What this task involves:
Transcribe the listing below in full, exactly, with no images.

Start of Block

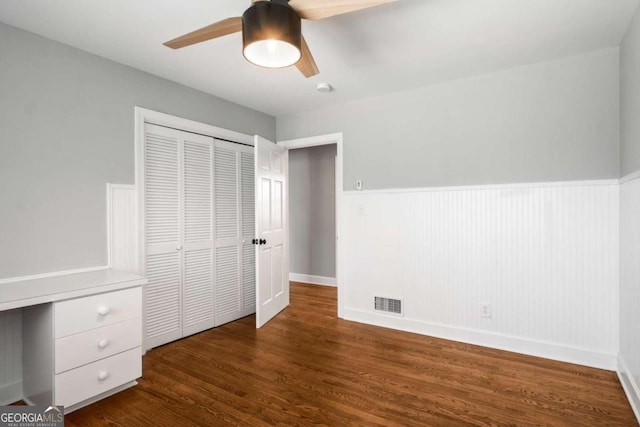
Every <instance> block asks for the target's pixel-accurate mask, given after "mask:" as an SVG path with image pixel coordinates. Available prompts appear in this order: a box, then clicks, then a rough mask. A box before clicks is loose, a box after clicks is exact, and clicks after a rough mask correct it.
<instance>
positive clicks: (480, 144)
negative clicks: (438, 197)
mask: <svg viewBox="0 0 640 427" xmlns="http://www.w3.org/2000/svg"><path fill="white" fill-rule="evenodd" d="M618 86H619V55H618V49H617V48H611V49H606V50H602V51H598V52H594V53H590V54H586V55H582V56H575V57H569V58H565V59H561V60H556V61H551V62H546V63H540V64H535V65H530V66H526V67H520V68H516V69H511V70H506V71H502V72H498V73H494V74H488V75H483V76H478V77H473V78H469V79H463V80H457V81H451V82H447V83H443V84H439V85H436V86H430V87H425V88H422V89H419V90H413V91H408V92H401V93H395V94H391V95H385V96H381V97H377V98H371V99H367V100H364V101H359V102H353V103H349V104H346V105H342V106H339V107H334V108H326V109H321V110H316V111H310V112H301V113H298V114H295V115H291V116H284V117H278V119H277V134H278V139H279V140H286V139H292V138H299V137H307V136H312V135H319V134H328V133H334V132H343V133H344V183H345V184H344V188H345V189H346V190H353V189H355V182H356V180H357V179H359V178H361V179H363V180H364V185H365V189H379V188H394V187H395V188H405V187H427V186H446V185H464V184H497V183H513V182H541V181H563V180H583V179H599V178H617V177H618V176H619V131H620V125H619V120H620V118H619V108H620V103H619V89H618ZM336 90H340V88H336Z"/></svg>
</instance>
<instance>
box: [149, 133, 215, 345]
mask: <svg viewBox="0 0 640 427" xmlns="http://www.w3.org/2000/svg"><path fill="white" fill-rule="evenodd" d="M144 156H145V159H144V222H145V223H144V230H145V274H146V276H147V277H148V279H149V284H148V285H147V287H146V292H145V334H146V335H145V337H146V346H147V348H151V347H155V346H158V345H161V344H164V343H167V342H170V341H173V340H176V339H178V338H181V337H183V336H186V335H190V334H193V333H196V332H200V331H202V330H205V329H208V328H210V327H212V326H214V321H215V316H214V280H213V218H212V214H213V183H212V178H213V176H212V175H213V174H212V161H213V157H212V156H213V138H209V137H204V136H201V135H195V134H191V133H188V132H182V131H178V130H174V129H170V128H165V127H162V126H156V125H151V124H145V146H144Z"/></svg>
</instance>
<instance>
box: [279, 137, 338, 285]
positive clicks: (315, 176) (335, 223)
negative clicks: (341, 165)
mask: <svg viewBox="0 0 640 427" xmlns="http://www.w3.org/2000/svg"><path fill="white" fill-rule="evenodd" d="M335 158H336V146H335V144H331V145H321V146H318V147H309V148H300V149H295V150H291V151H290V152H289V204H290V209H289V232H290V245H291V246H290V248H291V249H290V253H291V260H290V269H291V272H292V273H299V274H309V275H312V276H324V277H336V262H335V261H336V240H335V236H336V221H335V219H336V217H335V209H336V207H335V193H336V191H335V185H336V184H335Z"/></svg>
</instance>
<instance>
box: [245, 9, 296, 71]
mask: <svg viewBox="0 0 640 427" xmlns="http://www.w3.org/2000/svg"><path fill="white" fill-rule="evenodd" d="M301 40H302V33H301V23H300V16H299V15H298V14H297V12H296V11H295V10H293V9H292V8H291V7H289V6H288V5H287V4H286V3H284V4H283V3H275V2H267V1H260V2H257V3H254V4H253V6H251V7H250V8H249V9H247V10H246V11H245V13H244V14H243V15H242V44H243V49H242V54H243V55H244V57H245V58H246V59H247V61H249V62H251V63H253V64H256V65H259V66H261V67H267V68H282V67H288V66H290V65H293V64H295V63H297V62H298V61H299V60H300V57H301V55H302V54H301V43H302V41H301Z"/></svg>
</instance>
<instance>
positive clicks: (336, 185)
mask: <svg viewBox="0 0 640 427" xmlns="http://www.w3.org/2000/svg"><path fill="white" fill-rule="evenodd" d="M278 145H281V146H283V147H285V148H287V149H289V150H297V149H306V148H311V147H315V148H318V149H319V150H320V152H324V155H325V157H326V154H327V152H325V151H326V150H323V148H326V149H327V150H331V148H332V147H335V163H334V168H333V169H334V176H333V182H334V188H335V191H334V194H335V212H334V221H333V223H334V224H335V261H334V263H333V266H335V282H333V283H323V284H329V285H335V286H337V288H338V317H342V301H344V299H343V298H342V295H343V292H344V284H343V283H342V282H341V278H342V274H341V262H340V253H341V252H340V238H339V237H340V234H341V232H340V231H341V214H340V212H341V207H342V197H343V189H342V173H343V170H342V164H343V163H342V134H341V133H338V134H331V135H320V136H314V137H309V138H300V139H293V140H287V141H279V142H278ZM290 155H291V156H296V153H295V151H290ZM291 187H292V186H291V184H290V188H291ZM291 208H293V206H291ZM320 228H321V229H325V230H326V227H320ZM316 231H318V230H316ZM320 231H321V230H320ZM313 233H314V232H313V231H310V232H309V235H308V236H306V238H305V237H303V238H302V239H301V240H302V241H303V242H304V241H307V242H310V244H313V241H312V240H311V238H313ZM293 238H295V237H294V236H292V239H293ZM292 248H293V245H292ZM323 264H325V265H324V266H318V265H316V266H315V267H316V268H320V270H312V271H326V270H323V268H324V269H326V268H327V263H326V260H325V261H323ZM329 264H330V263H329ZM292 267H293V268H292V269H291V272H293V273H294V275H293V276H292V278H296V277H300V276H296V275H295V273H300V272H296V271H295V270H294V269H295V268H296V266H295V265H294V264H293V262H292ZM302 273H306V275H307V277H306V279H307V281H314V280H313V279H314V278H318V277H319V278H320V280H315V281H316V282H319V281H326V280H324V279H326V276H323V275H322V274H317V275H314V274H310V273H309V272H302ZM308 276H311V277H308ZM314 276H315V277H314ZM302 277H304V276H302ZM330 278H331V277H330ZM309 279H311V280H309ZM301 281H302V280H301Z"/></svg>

End of Block

Task output:
Every <instance> block asks for the target's pixel-accurate mask, given after "mask:" as an SVG path with image pixel coordinates. Available prompts appear in this order: a box, then clicks, then a rough mask. A box before clicks is loose, a box after clicks is exact, and clicks after a rough mask correct it.
<instance>
positive clicks: (480, 144)
negative clicks: (438, 197)
mask: <svg viewBox="0 0 640 427" xmlns="http://www.w3.org/2000/svg"><path fill="white" fill-rule="evenodd" d="M618 86H619V55H618V49H617V48H611V49H606V50H602V51H598V52H594V53H590V54H586V55H582V56H575V57H569V58H565V59H561V60H556V61H551V62H546V63H540V64H535V65H530V66H526V67H520V68H516V69H511V70H506V71H502V72H498V73H494V74H488V75H483V76H478V77H473V78H469V79H463V80H457V81H451V82H447V83H443V84H439V85H436V86H430V87H425V88H422V89H419V90H413V91H408V92H401V93H395V94H391V95H385V96H381V97H377V98H371V99H367V100H364V101H359V102H353V103H349V104H346V105H342V106H339V107H334V108H326V109H321V110H316V111H310V112H301V113H298V114H295V115H291V116H284V117H278V119H277V134H278V139H279V140H286V139H292V138H299V137H307V136H312V135H319V134H328V133H334V132H343V133H344V183H345V184H344V188H345V189H346V190H353V189H355V182H356V180H357V179H359V178H361V179H363V180H364V185H365V189H379V188H394V187H395V188H405V187H427V186H446V185H464V184H497V183H513V182H541V181H563V180H583V179H599V178H617V177H618V176H619V131H620V125H619V120H620V118H619V108H620V103H619V89H618ZM336 90H340V88H336Z"/></svg>
</instance>
<instance>
box: [149, 133, 215, 345]
mask: <svg viewBox="0 0 640 427" xmlns="http://www.w3.org/2000/svg"><path fill="white" fill-rule="evenodd" d="M144 156H145V159H144V222H145V223H144V230H145V274H146V276H147V277H148V279H149V284H148V285H147V287H146V292H145V334H146V335H145V337H146V346H147V348H151V347H155V346H158V345H161V344H164V343H167V342H170V341H173V340H176V339H178V338H181V337H183V336H186V335H190V334H193V333H196V332H200V331H202V330H205V329H208V328H210V327H212V326H214V321H215V316H214V280H213V218H212V214H213V183H212V178H213V176H212V175H213V174H212V161H213V157H212V156H213V138H209V137H204V136H201V135H195V134H191V133H188V132H182V131H178V130H174V129H170V128H165V127H162V126H156V125H151V124H145V146H144Z"/></svg>
</instance>
<instance>
box: [279, 137, 338, 285]
positive clicks: (315, 176) (335, 223)
negative clicks: (341, 165)
mask: <svg viewBox="0 0 640 427" xmlns="http://www.w3.org/2000/svg"><path fill="white" fill-rule="evenodd" d="M335 158H336V146H335V144H331V145H321V146H318V147H309V148H300V149H295V150H291V151H290V152H289V204H290V209H289V232H290V245H291V246H290V248H291V249H290V253H291V260H290V269H291V272H292V273H299V274H309V275H312V276H324V277H336V262H335V261H336V240H335V236H336V221H335V219H336V217H335V209H336V207H335V193H336V191H335V185H336V184H335Z"/></svg>
</instance>
<instance>
box: [245, 9, 296, 71]
mask: <svg viewBox="0 0 640 427" xmlns="http://www.w3.org/2000/svg"><path fill="white" fill-rule="evenodd" d="M301 40H302V33H301V23H300V16H299V15H298V14H297V12H296V11H295V10H293V9H292V8H291V7H289V6H288V5H287V4H286V3H284V4H283V3H275V2H267V1H260V2H257V3H254V4H253V6H251V7H250V8H249V9H247V10H246V11H245V13H244V14H243V15H242V44H243V49H242V54H243V55H244V57H245V58H246V59H247V61H249V62H251V63H253V64H256V65H259V66H261V67H267V68H282V67H288V66H290V65H293V64H295V63H297V62H298V61H299V60H300V57H301V55H302V54H301V43H302V41H301Z"/></svg>
</instance>
<instance>
positive clicks: (336, 185)
mask: <svg viewBox="0 0 640 427" xmlns="http://www.w3.org/2000/svg"><path fill="white" fill-rule="evenodd" d="M278 145H281V146H283V147H285V148H287V149H289V150H297V149H306V148H311V147H315V148H318V149H319V150H320V152H324V155H325V157H326V154H327V152H325V151H326V150H323V148H326V149H327V150H331V148H332V147H335V163H334V168H333V169H334V176H333V182H334V188H335V191H334V194H335V212H334V221H333V223H334V224H335V261H334V263H333V266H335V282H333V283H323V284H329V285H335V286H337V288H338V317H342V301H344V299H343V298H342V295H343V292H344V284H343V283H342V282H341V278H342V274H341V262H340V253H341V252H340V238H339V237H340V234H341V232H340V231H341V214H340V212H341V207H342V197H343V189H342V173H343V170H342V164H343V163H342V134H341V133H338V134H331V135H320V136H314V137H309V138H300V139H293V140H287V141H279V142H278ZM290 155H291V156H296V153H295V151H290ZM291 187H292V186H291V184H290V188H291ZM291 208H293V206H291ZM320 228H321V229H325V230H326V227H320ZM316 231H318V230H316ZM320 231H321V230H320ZM313 233H314V232H313V231H310V232H309V235H308V236H306V238H305V237H303V238H302V239H301V240H302V241H303V242H304V241H307V242H310V244H313V241H312V240H311V238H313ZM293 238H295V237H294V236H292V239H293ZM292 248H293V245H292ZM323 264H325V265H324V266H318V265H316V266H315V267H316V268H320V270H312V271H326V270H323V268H324V269H326V268H327V263H326V260H325V261H323ZM329 264H330V263H329ZM292 267H293V268H292V269H291V272H293V273H294V275H293V276H292V278H296V277H300V276H296V275H295V273H300V272H296V271H295V270H294V269H295V268H296V266H295V265H294V264H293V262H292ZM302 273H306V275H307V277H306V279H307V281H314V280H313V279H314V278H318V277H319V278H320V280H315V281H316V282H319V281H326V280H324V279H326V276H323V275H322V274H317V275H314V274H310V273H309V272H302ZM308 276H311V277H308ZM314 276H315V277H314ZM302 277H304V276H302ZM330 278H331V277H330ZM309 279H311V280H309ZM301 281H302V280H301Z"/></svg>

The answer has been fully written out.